SUPPLIED DATA

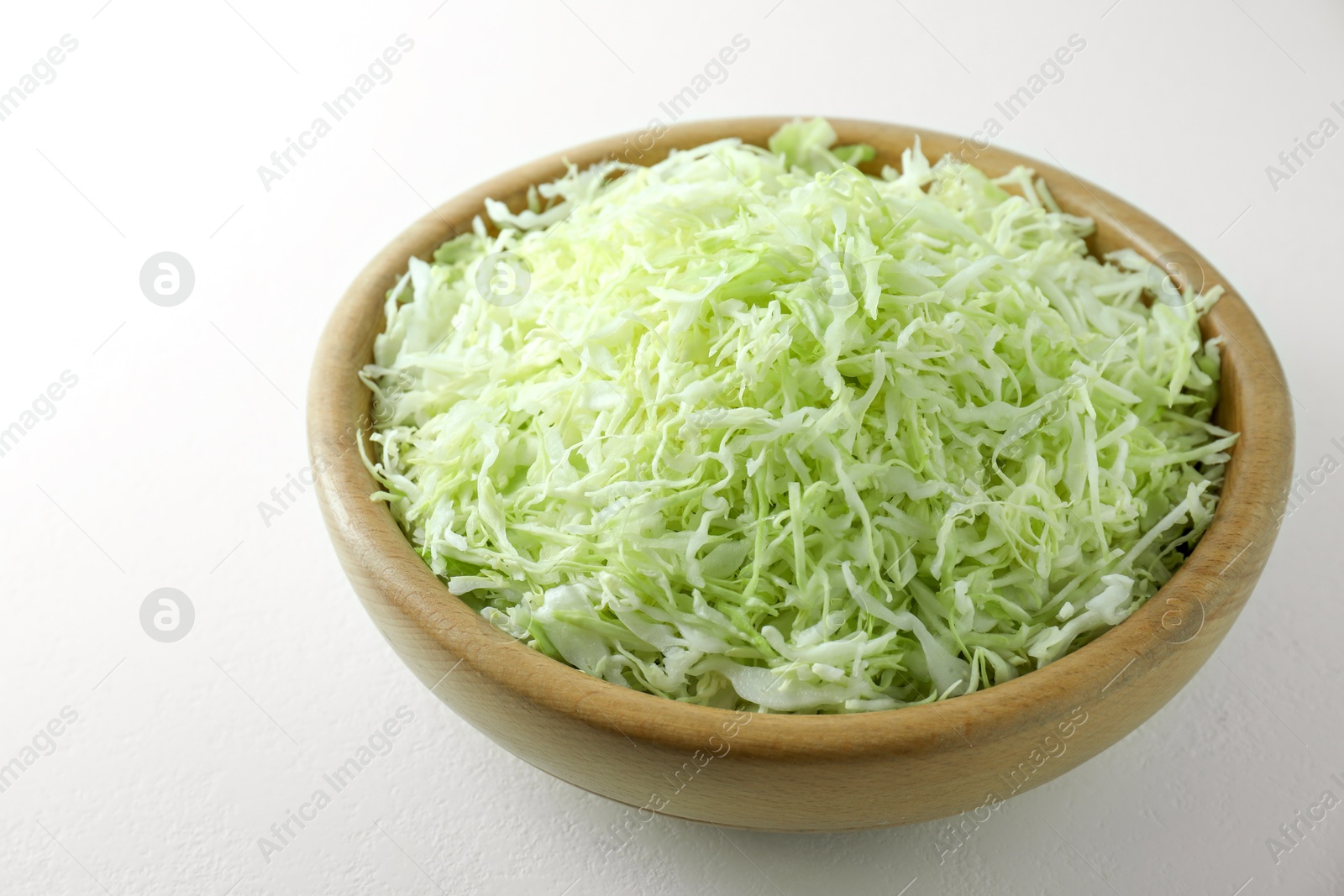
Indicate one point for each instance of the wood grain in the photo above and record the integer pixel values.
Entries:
...
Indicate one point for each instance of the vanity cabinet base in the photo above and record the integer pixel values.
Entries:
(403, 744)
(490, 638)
---
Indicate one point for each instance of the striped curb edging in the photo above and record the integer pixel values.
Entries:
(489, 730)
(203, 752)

STATED GOAL
Count the lines above that contain the string "record". Reply with the number only.

COMPLETE OUTPUT
3